→ **Короткая задача 1**
Чей бюст, судя по отрывку о Голубкиной и Родене, положил начало серии ее скульптурных портретов?

→ **Предоставленный отрывок**
* * * * * * * * *

Увидев скульптуру, Роден узнал «Прекрасную Оружейницу». Он некогда и сам лепил старую натурщицу, которую помнил еще красивой женщиной. К чести Голубкиной, она, не уступив Родену в жестком реализме изображения, создала произведение куда более гуманное. Великий француз как-то жалостливо поглумился над разрушительной работой времени, искоренившей прекрасную женскую плоть. Даже в названии его скульптуры чувствовалась ирония: «Та, что была „Прекрасной Оружейницей“». Голубкина обволокла уважением старое, измочалившее себя о трудную жизнь женское тело.
Кроме «Старости», Голубкина создала превосходный бюст профессора Э. Ж. Бальбиани, начавший серию ее уникальных скульптурных портретов. Прежние работы: портрет деда, даже «Железный» при всей талантливости не обладали столь точно ведающим свою цель мастерством. Голубкина знала, чем обязана Родену, и в своем благодарном письме ему с обычной прямотой мысли написала об этом: «Вы мне сказали то, что я сама чувствовала, и Вы дали мне возможность быть свободной».

* * * * * * * * *

→ **Предоставленные записи**
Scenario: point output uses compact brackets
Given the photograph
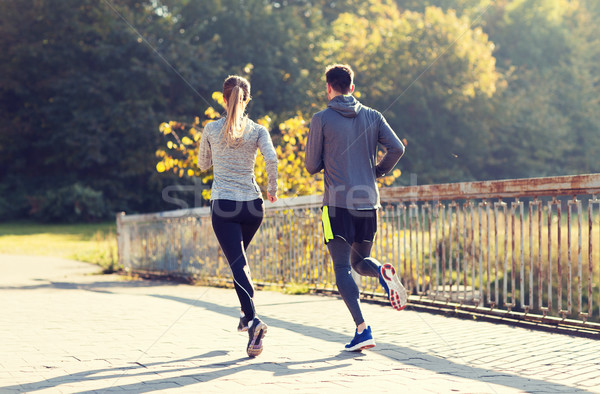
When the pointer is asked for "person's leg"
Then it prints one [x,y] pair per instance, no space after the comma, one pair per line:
[229,235]
[361,262]
[340,254]
[251,220]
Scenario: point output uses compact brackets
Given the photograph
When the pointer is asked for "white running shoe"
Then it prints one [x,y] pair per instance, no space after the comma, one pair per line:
[393,287]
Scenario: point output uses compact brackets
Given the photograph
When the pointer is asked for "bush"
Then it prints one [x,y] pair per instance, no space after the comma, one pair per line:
[75,203]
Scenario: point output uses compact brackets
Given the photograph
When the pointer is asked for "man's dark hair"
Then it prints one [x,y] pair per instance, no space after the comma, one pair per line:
[340,77]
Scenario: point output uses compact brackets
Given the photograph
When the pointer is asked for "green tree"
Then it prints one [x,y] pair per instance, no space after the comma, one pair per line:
[80,93]
[430,74]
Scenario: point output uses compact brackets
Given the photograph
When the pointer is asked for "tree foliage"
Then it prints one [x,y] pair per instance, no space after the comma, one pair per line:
[480,89]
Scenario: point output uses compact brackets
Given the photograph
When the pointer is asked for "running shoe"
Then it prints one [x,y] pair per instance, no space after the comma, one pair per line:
[361,341]
[256,331]
[392,286]
[243,324]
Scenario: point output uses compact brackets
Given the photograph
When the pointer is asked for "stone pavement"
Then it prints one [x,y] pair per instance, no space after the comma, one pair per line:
[64,328]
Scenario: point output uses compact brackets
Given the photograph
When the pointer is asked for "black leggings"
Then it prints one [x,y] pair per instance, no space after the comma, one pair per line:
[235,223]
[356,255]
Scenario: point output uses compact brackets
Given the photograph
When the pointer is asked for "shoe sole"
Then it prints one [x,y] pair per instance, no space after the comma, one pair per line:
[397,292]
[255,344]
[368,344]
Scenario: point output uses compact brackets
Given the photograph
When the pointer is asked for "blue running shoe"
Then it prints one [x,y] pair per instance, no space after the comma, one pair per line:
[256,332]
[361,341]
[392,286]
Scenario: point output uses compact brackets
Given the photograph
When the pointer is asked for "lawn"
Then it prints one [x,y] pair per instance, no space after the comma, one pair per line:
[93,243]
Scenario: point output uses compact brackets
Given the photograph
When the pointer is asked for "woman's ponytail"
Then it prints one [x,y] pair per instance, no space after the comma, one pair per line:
[236,90]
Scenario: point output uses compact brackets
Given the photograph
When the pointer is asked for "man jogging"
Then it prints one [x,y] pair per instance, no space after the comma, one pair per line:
[343,141]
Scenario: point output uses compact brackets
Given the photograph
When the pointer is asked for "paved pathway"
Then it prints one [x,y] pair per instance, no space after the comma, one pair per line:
[65,329]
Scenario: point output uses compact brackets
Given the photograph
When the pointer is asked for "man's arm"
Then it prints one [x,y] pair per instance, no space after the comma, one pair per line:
[313,156]
[394,148]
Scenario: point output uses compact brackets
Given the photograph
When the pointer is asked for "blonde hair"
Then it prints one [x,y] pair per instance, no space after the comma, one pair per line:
[236,90]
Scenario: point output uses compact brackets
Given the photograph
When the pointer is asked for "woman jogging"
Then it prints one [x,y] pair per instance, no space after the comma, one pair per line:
[230,145]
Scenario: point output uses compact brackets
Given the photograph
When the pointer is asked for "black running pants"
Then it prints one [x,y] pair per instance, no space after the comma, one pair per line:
[235,223]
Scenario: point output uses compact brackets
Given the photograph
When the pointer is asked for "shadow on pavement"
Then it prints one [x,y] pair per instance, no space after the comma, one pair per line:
[216,370]
[404,355]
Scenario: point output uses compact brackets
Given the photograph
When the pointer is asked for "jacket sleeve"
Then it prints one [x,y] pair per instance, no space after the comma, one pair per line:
[204,152]
[265,144]
[393,146]
[313,155]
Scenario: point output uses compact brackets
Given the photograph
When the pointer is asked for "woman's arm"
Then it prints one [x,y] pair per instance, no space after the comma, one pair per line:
[265,144]
[204,152]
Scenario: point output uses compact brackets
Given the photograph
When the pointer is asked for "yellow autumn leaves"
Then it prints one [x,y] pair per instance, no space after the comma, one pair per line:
[180,155]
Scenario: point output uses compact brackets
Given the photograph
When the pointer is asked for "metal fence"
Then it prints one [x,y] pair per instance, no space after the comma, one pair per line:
[525,248]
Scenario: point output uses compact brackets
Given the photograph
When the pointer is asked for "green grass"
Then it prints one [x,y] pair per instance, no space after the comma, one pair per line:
[93,243]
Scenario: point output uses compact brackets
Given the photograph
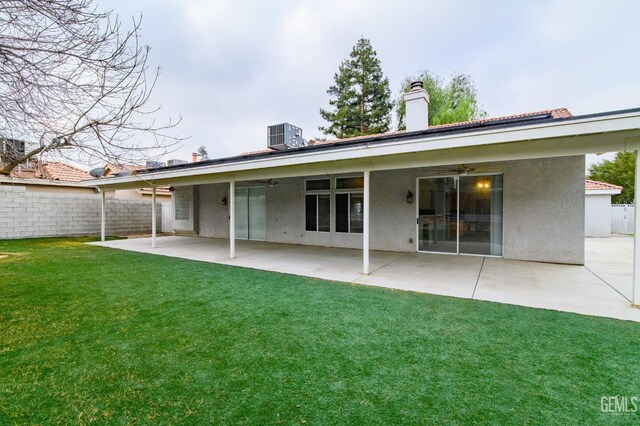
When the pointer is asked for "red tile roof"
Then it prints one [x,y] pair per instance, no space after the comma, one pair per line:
[53,171]
[594,185]
[555,113]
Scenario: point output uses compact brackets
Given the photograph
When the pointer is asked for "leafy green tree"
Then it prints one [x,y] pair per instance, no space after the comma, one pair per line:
[619,171]
[453,102]
[360,96]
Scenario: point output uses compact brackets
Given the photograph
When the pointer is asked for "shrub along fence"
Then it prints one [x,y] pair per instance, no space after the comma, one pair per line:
[30,214]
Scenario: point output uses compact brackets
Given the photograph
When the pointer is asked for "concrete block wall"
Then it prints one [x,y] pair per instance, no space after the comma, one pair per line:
[543,210]
[26,214]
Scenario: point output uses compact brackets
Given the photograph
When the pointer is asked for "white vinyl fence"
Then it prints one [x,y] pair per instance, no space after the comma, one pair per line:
[622,218]
[167,217]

* * * * * * * * *

→ **Короткая задача 2**
Выпишите из записей все строки, где встречается строка «running», с учетом регистра букв.

→ **Итоговый результат 1**
Бюст профессора Э. Ж. Бальбиани.

→ **Итоговый результат 2**
When the pointer is asked for "white running shoe"
When the pointer is asked for "running shoe"
When the pointer is asked for "blue running shoe"
When the pointer is asked for "black running pants"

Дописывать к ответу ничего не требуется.